Data excerpts:
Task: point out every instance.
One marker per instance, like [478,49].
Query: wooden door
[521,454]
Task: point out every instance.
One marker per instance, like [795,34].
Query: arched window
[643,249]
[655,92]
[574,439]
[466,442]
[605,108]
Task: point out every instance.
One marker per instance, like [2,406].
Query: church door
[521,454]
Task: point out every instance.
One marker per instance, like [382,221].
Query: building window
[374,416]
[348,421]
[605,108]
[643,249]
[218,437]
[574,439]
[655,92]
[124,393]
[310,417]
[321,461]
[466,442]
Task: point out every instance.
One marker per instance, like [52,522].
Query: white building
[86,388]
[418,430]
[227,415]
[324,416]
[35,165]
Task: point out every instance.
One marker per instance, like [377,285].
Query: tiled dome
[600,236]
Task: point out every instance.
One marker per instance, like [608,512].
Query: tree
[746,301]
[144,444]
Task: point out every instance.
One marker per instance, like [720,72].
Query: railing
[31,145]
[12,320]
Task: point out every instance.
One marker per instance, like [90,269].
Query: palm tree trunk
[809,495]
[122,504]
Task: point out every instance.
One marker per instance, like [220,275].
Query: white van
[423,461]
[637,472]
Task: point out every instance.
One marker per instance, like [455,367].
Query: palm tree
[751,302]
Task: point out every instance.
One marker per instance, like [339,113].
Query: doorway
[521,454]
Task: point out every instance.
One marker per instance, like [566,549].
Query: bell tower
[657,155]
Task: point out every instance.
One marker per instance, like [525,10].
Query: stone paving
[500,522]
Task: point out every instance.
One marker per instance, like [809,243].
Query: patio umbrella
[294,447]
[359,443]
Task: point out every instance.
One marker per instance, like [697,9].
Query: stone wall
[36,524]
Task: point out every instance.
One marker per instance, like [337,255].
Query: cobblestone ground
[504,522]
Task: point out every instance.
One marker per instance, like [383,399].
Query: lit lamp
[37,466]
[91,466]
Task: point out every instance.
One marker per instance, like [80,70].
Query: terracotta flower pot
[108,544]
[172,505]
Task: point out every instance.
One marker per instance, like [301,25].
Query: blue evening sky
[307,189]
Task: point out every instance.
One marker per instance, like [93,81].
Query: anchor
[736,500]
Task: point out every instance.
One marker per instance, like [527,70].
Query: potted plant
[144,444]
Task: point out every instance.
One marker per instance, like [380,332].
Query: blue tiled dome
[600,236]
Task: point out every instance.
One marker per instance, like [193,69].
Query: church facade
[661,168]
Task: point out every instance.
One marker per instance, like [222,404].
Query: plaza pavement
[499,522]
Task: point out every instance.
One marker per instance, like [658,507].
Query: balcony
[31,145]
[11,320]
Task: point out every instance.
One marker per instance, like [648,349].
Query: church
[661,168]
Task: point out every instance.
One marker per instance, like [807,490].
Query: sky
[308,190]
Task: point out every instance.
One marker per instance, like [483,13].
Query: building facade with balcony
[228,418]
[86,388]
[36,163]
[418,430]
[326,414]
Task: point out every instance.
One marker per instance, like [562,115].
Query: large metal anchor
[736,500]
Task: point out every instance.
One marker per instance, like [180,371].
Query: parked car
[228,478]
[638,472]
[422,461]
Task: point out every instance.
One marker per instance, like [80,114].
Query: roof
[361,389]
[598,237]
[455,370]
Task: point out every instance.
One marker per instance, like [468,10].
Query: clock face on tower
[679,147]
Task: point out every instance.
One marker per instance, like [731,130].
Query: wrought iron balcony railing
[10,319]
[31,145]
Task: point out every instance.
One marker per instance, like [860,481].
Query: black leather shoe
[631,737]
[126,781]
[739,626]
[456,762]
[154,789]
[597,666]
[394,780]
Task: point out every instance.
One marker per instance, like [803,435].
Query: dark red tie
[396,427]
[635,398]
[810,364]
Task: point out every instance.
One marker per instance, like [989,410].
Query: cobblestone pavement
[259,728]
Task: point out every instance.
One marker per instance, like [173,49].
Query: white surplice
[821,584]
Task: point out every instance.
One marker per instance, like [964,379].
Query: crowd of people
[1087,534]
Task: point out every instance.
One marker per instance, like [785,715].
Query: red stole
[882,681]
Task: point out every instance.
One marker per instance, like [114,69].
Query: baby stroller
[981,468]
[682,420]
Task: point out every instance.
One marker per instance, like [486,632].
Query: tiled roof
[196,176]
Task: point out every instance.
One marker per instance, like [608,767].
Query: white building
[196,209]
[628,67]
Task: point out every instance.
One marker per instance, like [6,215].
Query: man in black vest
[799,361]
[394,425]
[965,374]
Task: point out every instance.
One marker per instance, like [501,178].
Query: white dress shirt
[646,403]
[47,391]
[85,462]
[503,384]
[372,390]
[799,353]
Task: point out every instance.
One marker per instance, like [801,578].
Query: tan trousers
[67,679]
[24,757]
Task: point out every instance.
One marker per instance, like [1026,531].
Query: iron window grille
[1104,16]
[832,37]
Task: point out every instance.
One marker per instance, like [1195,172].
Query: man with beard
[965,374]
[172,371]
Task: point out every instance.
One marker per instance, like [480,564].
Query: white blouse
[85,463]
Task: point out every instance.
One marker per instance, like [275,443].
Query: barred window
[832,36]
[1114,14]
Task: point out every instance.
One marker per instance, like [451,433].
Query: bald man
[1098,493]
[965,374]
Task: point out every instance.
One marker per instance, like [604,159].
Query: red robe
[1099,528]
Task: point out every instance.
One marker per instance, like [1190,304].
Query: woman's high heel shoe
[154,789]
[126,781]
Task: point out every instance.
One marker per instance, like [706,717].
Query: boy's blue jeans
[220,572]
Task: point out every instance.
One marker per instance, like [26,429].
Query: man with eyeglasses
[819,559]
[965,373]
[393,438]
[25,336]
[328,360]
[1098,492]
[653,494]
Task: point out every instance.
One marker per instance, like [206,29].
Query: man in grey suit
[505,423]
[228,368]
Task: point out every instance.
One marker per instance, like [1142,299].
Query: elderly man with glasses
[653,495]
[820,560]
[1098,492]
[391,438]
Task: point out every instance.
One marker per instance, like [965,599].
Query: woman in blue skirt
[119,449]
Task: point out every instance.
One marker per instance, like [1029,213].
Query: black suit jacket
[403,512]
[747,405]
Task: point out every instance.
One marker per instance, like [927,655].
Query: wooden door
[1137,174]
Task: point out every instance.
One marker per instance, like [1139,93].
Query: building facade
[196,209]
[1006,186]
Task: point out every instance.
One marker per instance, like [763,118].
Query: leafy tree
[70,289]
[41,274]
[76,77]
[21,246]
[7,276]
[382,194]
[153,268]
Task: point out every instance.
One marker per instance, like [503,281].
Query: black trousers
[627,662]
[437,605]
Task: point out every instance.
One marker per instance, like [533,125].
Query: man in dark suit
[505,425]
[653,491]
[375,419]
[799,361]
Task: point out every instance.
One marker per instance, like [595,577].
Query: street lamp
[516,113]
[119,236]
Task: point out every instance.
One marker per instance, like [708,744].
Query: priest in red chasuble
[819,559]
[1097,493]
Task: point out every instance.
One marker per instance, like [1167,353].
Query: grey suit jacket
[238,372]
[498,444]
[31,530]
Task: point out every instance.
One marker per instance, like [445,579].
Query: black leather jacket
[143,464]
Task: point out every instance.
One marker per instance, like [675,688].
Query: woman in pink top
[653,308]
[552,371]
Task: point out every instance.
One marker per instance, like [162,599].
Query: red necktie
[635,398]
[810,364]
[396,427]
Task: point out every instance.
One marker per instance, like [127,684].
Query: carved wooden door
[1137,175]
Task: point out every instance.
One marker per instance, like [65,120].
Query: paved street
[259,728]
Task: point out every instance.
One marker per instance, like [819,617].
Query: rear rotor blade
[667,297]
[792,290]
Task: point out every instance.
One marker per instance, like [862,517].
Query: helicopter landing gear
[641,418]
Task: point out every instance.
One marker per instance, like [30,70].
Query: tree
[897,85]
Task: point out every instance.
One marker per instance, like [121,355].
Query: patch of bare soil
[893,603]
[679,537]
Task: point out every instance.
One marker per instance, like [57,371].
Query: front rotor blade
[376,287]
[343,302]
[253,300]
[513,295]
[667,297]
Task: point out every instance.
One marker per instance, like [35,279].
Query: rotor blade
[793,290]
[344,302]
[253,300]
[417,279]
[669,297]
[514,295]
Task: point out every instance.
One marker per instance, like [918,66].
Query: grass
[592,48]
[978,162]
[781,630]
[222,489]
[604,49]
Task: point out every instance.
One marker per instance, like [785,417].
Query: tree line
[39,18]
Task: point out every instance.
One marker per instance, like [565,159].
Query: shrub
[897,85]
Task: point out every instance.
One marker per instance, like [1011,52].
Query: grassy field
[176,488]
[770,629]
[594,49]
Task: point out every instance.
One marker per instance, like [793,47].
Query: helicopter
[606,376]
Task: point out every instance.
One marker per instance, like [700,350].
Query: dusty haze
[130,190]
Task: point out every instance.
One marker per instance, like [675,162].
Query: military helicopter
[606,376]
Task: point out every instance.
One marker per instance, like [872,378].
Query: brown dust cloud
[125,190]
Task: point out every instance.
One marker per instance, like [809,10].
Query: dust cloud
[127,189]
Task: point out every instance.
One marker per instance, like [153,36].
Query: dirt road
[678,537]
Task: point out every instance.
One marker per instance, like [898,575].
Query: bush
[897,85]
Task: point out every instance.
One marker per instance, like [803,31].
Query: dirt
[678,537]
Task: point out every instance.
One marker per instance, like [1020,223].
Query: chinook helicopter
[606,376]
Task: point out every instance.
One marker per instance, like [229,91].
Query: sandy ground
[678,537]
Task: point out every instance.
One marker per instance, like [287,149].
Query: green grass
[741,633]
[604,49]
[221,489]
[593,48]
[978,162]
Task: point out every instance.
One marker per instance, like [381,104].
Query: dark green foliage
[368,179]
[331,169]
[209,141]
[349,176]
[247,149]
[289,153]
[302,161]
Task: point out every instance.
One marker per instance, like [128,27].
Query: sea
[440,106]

◆ The problem:
Starting at the line that holds "Query: sandy ground", retype each line exactly through the end of the entries, both ends included.

◆ Solution:
Query: sandy ground
[678,537]
Task: point out every instance.
One marker per instance, like [287,149].
Query: green grass
[741,633]
[604,49]
[221,489]
[593,48]
[978,162]
Task: point out every instance.
One marker per instance, like [381,104].
Query: dark green foliage
[368,179]
[331,169]
[209,141]
[349,176]
[247,149]
[289,153]
[302,161]
Task: point out every instance.
One marker per instance, like [128,27].
Query: sea
[440,106]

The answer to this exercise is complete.